- Your instructions
Each entry below is to be restated word for word, with no pictures carried over.

*** Information supplied ***

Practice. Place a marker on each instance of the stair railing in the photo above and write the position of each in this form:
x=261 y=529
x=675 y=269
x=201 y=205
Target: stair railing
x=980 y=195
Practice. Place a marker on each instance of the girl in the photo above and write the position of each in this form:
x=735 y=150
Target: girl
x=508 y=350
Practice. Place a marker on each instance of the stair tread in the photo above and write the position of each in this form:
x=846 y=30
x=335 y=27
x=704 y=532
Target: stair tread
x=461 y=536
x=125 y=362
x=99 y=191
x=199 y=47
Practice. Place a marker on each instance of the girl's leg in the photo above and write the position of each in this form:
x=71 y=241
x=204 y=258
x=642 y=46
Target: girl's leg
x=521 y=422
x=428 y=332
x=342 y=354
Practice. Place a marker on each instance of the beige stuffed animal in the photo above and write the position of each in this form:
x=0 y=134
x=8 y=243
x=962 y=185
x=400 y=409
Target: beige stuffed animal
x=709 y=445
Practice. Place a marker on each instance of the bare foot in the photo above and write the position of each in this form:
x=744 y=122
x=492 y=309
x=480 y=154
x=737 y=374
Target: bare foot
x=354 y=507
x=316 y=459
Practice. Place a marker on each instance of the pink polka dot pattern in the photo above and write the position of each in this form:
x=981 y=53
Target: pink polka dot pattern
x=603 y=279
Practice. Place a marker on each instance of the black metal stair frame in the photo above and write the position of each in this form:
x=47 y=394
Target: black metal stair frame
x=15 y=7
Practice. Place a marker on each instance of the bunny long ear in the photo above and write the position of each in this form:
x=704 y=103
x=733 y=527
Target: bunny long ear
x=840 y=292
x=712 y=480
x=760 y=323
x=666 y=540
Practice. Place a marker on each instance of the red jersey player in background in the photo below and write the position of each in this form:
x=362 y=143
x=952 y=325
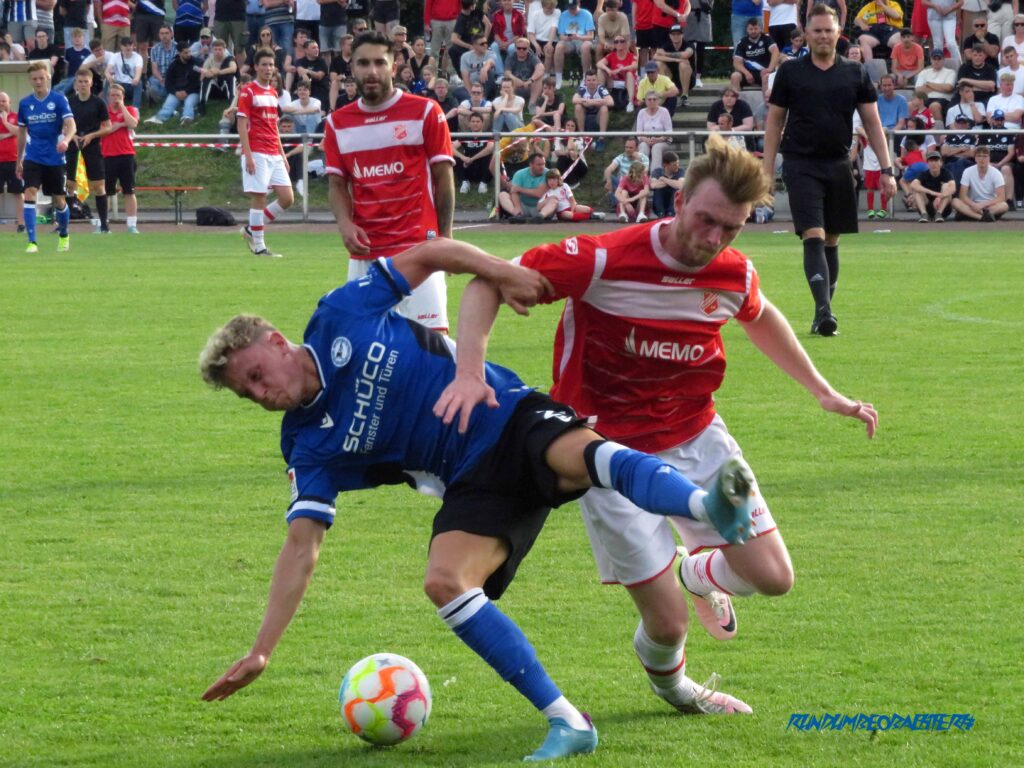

*** End of Information supplied ***

- Answer to the exercise
Practice. Place a marker on each instance of the stair railing in the photo above and write the position of each in this form:
x=261 y=529
x=675 y=269
x=201 y=205
Target: stair railing
x=980 y=195
Practice. Place a marker on each instance of the girl in the photo above and write the position of each in this form:
x=735 y=150
Target: girl
x=508 y=350
Practice. Place a marker on each instance of the stair tread in the photo above and write the position of each in this form:
x=846 y=30
x=335 y=27
x=704 y=532
Target: stair tread
x=461 y=536
x=125 y=362
x=99 y=191
x=199 y=47
Practice. Place a marker on each instance of the girl's leg in the photo above and write the position of each in this form:
x=71 y=241
x=204 y=258
x=642 y=46
Target: girl's leg
x=521 y=422
x=428 y=332
x=342 y=354
Practice. Place a marker on each instance of the beige stuffed animal in the photo above and write the position of each in this form:
x=0 y=134
x=8 y=243
x=962 y=185
x=400 y=409
Target: beige stuffed animal
x=709 y=445
Practice. Place a marker on each instance of the bare foot in the photo above and write the position of each in this form:
x=744 y=122
x=492 y=309
x=480 y=154
x=737 y=374
Target: bare foot
x=354 y=507
x=316 y=459
Practice. Place a marker on each instance of the pink polka dot pattern in the photo above and write the position of each in this form:
x=981 y=53
Target: pink polka dot pattern
x=603 y=279
Practice. Place a marker on each instance of the black metal stair frame in the photo above and write the position of each in this form:
x=47 y=394
Target: black metal stair frame
x=15 y=7
Practice. Place a marker on each instance of the bunny long ear in the photo above and write the position of each in this form:
x=704 y=103
x=733 y=527
Target: bunny long ear
x=840 y=292
x=712 y=480
x=760 y=323
x=666 y=540
Practice. Place a marker on each instance of the red jersey player in background in the photo below and write the position of each in this form:
x=362 y=143
x=952 y=325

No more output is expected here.